We are presented with the responses of
these three archetypes, and given something of a spirit of the moment. Courtney
hesitates, wanting someone else to make the decision. Lundvik says no. The
Earth, once polled, returns a unanimous ‘no’. Only Clara considers it as
anything approaching an option. If I were to guess, I’d say this is an
indication that it’s never the perfect time to have a baby – look for reasons
not to, and you’ll find them. Change is scary. It’s something of a novelty to
our 21st century that abortions are as widely available and as safe
as they’ve ever been, that when we are scared we actually have the option of
backing out. Our ancestors had little option of backing out, were forced to be
courageous. No-one is forcing the 21st century to be courageous. We
have to be courageous by choice – and f*** me if that isn’t the scariest kind
of courage there is.
The conclusion after assessing all the
influencing factors is that a decision can only be based on what is needed by
the mother. THIS is why being ‘pro-choice’ is so important: To respect
individual autonomy, to stand by the idea that even a wrong choice for you is the
right choice for her, and hers to make.
But that’s just the start of being
pro-choice. Some might respect The Doctor for standing back, but from Clara’s
position, it is clear that The Doctor is making a crucial error:
“Womankind: it’s your choice. Some decisions are too
important not to make on your own.”
~ The
Doctor
The decision itself is a mother’s alone. But that doesn’t mean leaving her without
perspective, without support or assurance or information or a companion should
she ask for one to be there with her. Being
pro-choice does not mean removing yourself from an issue. It means being there
before, during and after the choice is made, so as to allow the maximum number
of choices a person could ask for. The idea of non-influence fails, the
smallest baby has moon-sized repercussions to the lives around it. If you make
the choice to walk out on that, to be a ‘non-influence’, then stay out. But if
you want to actually help, let the mother know it. Be an influence. Let them
know your stance as pro-life or pro-death, and let them know what you plan to
do based on their decisions. And if you are a total a-hole, raising a picket
outside a clinic while having no intention of actually helping a mother raise a
baby, maybe reconsider that instead of shaming people for making a difficult
choice, you could make it an easier choice by focusing on making our galaxy a
fit place for a little alien to live.

→ QUESTIONS
a: Output the passage on being pro-choice word for word, between "We are presented" and "courage there is.", inclusive.
b: Answer these questions from the passage on being pro-choice:
(i) What does the Earth return once polled?
(ii) Who is the only one to consider it anything approaching an option?
(iii) In the words quoted from The Doctor, whose choice is it?
The material that comes next has no connection to the passage on being pro-choice.

→ EXERCISE DATA
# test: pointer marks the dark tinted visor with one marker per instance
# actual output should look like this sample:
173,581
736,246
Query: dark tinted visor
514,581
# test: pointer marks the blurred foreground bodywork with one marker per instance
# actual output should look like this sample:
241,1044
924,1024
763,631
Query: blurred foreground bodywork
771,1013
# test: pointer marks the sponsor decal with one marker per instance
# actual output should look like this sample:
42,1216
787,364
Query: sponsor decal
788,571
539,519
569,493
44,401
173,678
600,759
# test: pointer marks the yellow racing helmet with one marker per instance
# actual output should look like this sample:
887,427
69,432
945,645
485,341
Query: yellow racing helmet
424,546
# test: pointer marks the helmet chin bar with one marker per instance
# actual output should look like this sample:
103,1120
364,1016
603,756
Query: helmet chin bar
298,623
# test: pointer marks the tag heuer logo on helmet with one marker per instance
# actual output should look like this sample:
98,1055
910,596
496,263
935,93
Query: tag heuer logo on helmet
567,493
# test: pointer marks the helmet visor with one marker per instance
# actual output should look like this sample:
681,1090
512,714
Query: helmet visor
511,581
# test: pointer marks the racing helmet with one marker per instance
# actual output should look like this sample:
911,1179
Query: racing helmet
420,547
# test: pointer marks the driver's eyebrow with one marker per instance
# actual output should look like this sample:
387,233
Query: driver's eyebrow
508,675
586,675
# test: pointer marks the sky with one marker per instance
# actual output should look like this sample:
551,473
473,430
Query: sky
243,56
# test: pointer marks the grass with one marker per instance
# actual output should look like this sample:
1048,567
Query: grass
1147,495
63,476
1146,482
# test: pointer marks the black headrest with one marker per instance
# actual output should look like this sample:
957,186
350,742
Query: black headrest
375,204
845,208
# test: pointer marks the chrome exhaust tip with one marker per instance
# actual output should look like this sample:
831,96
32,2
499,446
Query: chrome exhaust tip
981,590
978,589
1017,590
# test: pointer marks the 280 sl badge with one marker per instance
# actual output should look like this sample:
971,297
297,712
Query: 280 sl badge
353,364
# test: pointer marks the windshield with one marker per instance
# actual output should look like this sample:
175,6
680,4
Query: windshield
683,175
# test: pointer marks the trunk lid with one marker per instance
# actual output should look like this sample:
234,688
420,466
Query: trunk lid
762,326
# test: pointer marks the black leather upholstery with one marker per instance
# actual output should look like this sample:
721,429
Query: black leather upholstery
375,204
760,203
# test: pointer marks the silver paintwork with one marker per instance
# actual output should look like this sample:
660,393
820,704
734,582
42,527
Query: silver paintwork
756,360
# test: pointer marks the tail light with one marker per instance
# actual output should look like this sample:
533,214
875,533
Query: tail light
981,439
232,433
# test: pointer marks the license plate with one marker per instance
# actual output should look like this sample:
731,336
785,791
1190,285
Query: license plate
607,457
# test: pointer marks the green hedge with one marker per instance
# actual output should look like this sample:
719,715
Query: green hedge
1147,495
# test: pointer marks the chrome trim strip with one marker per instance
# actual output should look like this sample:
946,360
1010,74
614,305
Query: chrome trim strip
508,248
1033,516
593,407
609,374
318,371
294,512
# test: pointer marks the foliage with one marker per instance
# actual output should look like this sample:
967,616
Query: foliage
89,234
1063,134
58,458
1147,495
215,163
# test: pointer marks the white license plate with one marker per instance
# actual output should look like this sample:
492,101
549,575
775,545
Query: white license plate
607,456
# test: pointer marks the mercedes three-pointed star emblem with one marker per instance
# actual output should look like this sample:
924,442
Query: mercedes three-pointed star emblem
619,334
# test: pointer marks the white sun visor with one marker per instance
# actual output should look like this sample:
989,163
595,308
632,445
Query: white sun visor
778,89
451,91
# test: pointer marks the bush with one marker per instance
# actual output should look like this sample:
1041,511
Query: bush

→ TASK-BY-TASK RESULTS
a:
We are presented with the responses of
these three archetypes, and given something of a spirit of the moment. Courtney
hesitates, wanting someone else to make the decision. Lundvik says no. The
Earth, once polled, returns a unanimous ‘no’. Only Clara considers it as
anything approaching an option. If I were to guess, I’d say this is an
indication that it’s never the perfect time to have a baby – look for reasons
not to, and you’ll find them. Change is scary. It’s something of a novelty to
our 21st century that abortions are as widely available and as safe
as they’ve ever been, that when we are scared we actually have the option of
backing out. Our ancestors had little option of backing out, were forced to be
courageous. No-one is forcing the 21st century to be courageous. We
have to be courageous by choice – and f*** me if that isn’t the scariest kind
of courage there is.

b:
(i) A unanimous 'no'.
(ii) Clara.
(iii) Womankind's.